[Natural-language object grounding data]
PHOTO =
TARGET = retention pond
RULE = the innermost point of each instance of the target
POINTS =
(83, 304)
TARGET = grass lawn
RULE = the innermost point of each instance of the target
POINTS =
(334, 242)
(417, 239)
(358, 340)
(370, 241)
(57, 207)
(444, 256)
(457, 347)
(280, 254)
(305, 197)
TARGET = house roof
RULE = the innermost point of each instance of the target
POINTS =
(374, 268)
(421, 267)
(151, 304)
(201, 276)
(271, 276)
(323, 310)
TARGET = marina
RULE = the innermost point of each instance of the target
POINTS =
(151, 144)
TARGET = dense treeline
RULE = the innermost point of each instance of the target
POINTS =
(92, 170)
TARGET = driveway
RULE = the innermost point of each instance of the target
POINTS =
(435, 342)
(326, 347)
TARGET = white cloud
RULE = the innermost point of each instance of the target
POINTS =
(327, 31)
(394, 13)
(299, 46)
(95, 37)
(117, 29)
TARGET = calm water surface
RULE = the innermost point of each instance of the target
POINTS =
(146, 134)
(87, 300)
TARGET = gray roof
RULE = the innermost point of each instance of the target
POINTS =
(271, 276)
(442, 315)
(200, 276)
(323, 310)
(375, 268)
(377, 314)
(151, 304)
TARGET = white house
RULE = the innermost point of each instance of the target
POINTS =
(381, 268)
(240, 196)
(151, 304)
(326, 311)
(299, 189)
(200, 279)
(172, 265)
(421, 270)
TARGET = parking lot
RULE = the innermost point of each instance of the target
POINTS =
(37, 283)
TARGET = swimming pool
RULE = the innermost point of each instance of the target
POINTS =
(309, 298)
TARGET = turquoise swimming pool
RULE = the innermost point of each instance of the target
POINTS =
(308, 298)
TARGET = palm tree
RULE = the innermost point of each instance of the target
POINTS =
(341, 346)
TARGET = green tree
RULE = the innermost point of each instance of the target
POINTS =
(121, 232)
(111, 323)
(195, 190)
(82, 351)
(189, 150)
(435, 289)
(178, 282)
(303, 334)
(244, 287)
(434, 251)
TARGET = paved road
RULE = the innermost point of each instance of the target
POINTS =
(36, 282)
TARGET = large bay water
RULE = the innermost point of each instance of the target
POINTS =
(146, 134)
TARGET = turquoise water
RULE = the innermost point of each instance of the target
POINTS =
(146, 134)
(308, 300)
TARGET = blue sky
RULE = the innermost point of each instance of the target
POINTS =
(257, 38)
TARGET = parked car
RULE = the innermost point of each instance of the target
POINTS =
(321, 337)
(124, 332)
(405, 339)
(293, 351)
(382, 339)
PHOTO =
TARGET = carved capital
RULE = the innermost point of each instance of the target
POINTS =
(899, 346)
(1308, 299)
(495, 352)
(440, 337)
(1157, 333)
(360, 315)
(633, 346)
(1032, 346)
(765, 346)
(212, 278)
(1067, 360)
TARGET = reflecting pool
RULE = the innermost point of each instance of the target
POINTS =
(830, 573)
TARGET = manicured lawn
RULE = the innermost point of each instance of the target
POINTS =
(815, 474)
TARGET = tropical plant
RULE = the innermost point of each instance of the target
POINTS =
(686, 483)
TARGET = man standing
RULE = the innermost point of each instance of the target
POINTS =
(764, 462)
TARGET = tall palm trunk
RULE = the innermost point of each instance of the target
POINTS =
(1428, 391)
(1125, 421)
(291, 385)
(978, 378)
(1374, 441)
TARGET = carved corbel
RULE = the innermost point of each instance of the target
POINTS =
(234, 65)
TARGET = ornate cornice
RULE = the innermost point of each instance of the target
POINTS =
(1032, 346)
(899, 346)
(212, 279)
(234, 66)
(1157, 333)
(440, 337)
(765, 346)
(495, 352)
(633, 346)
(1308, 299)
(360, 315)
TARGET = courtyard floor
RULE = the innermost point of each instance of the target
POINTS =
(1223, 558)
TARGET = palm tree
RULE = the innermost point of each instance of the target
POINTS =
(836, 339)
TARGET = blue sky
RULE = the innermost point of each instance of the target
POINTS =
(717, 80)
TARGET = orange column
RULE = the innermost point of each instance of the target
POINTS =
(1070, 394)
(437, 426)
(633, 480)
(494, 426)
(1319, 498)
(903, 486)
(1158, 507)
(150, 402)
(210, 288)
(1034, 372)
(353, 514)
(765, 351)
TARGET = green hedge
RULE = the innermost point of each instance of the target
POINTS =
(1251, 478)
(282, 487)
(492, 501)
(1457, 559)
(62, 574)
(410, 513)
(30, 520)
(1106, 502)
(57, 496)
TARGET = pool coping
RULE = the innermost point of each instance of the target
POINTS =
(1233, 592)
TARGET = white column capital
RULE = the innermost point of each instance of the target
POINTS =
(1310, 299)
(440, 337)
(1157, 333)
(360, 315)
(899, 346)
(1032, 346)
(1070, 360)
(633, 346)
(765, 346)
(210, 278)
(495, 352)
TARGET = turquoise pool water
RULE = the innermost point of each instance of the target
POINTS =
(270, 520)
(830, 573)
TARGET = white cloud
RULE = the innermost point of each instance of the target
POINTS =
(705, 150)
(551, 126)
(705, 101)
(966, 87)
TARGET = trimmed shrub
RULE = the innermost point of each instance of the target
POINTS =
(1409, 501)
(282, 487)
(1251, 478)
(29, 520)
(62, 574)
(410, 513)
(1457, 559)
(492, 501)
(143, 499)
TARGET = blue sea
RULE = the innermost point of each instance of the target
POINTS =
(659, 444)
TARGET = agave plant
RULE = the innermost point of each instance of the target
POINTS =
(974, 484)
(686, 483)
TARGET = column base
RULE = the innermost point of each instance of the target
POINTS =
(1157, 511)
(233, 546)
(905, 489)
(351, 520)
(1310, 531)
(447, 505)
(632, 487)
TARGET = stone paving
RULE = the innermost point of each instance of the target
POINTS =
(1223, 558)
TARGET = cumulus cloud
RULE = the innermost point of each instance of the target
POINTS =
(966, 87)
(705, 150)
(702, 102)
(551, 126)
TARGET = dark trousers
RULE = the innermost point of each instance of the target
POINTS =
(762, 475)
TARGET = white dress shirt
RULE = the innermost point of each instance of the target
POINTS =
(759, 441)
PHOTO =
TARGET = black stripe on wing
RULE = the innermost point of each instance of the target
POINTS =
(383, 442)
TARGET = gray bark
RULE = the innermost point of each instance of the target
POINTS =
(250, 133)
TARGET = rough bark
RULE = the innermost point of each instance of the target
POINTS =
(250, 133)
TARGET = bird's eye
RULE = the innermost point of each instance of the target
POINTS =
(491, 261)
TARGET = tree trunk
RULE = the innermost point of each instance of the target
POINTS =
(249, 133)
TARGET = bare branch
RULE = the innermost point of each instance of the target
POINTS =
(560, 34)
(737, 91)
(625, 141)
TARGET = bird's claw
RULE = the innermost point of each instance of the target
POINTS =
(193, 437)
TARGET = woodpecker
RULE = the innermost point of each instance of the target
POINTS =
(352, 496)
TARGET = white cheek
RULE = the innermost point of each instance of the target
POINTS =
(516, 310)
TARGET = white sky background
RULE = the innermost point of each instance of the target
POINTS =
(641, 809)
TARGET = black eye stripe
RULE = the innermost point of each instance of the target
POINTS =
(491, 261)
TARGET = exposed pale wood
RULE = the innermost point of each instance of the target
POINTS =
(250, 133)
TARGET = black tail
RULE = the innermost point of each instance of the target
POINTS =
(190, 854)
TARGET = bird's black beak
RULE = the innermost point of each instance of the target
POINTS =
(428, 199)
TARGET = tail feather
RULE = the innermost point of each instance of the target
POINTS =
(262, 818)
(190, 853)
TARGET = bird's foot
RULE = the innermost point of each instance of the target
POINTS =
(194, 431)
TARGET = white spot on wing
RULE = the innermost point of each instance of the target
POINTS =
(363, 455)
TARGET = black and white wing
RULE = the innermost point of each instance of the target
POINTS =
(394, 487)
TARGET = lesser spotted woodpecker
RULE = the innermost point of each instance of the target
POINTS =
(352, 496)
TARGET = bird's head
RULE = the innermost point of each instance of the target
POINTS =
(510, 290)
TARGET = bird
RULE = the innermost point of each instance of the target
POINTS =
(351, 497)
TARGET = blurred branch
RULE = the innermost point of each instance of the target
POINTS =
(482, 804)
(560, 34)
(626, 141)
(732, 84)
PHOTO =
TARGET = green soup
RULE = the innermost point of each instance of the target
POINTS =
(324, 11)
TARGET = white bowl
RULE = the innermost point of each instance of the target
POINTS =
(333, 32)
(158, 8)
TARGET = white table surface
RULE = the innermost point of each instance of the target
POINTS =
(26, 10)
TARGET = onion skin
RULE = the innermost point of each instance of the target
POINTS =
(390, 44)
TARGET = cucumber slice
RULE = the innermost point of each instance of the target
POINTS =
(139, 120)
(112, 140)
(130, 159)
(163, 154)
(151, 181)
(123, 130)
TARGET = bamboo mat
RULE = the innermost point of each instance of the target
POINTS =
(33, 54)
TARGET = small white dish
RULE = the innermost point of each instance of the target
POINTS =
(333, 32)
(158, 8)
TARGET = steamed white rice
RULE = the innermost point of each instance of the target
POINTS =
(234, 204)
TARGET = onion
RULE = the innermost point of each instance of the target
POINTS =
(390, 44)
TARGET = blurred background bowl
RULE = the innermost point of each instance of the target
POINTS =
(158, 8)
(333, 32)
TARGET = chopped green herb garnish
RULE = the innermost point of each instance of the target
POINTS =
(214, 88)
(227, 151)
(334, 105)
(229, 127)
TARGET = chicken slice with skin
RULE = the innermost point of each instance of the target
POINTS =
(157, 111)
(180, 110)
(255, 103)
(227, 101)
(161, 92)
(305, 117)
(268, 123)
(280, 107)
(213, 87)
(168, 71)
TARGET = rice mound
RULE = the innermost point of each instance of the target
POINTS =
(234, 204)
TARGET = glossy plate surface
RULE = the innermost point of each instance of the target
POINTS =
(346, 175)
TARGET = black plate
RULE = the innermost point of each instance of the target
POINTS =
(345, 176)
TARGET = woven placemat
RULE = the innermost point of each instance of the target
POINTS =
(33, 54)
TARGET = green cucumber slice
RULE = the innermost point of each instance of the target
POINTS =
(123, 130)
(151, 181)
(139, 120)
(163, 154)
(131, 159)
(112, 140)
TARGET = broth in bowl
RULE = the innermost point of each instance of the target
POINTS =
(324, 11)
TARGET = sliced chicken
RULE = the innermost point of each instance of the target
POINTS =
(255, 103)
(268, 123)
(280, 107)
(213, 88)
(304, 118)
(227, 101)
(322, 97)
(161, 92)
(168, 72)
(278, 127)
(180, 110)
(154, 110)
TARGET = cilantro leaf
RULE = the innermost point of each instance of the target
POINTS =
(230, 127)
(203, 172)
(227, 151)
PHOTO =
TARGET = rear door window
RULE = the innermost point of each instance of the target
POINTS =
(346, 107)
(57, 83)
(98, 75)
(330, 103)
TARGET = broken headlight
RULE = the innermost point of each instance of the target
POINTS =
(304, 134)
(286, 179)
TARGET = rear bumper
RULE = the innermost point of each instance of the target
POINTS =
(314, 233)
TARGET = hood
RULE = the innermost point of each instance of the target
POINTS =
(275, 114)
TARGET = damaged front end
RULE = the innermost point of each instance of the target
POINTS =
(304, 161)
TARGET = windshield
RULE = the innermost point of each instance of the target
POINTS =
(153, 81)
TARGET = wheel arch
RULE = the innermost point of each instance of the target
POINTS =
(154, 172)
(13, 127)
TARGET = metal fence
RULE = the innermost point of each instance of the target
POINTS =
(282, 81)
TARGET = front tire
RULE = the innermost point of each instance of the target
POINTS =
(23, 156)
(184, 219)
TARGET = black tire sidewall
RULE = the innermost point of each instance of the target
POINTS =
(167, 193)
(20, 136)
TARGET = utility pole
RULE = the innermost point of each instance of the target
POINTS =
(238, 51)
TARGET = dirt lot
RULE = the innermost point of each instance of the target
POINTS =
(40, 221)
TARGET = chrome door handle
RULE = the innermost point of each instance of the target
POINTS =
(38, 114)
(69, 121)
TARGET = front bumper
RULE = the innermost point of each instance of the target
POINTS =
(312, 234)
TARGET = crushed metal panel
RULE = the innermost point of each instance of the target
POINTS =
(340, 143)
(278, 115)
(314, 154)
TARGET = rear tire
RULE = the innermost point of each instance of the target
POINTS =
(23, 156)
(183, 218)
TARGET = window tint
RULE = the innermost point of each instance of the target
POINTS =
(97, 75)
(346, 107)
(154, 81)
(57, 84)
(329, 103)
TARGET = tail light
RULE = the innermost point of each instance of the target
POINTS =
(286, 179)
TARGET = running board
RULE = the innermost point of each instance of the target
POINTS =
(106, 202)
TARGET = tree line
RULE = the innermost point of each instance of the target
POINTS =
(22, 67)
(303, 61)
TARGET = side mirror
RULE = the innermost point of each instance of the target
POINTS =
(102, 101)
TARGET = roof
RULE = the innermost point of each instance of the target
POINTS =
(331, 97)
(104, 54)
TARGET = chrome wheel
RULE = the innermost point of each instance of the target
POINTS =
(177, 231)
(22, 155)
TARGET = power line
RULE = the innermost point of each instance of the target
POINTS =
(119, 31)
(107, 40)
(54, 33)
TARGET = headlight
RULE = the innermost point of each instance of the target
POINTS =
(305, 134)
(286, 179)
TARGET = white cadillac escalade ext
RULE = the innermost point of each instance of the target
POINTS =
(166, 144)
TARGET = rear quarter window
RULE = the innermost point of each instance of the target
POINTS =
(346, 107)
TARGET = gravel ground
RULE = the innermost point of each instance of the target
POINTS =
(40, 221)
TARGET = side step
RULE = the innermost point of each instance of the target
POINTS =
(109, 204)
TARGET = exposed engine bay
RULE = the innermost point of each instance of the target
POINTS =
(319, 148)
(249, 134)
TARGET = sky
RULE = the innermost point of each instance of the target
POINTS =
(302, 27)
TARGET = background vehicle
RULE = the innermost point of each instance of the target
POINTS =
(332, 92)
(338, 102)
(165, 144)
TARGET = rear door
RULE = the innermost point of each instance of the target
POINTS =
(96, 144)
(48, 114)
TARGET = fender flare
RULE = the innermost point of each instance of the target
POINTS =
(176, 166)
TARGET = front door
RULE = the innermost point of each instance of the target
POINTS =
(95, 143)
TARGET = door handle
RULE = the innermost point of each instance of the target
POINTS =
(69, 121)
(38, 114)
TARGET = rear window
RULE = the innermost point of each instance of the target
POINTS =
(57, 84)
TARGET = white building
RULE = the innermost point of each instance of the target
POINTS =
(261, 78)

- What you need to do -
Please repeat the lines above exactly, beginning with the line that contains "TARGET = side step" and ending with the final one.

- Answer space -
TARGET = side step
RULE = the innermost point of each instance of the target
POINTS =
(109, 204)
TARGET = exposed engine bay
RULE = the innermost point of each instance of the target
POINTS =
(319, 148)
(249, 134)
TARGET = sky
RULE = the innermost point of each instance of the target
POINTS =
(302, 27)
TARGET = background vehicle
RULE = the innermost point of each instance of the target
POINTS =
(332, 92)
(338, 102)
(165, 144)
TARGET = rear door
RULE = the innermost point of each instance of the target
POINTS =
(96, 144)
(48, 114)
TARGET = fender flare
RULE = the innermost point of each instance of the target
POINTS =
(176, 166)
TARGET = front door
RULE = the innermost point of each instance of the target
POINTS =
(95, 143)
TARGET = door handle
RULE = the innermost point of each instance of the target
POINTS =
(69, 121)
(38, 114)
TARGET = rear window
RULE = the innermost point of each instance of the target
POINTS =
(57, 84)
TARGET = white building
RULE = the innermost point of each instance of the target
POINTS =
(261, 78)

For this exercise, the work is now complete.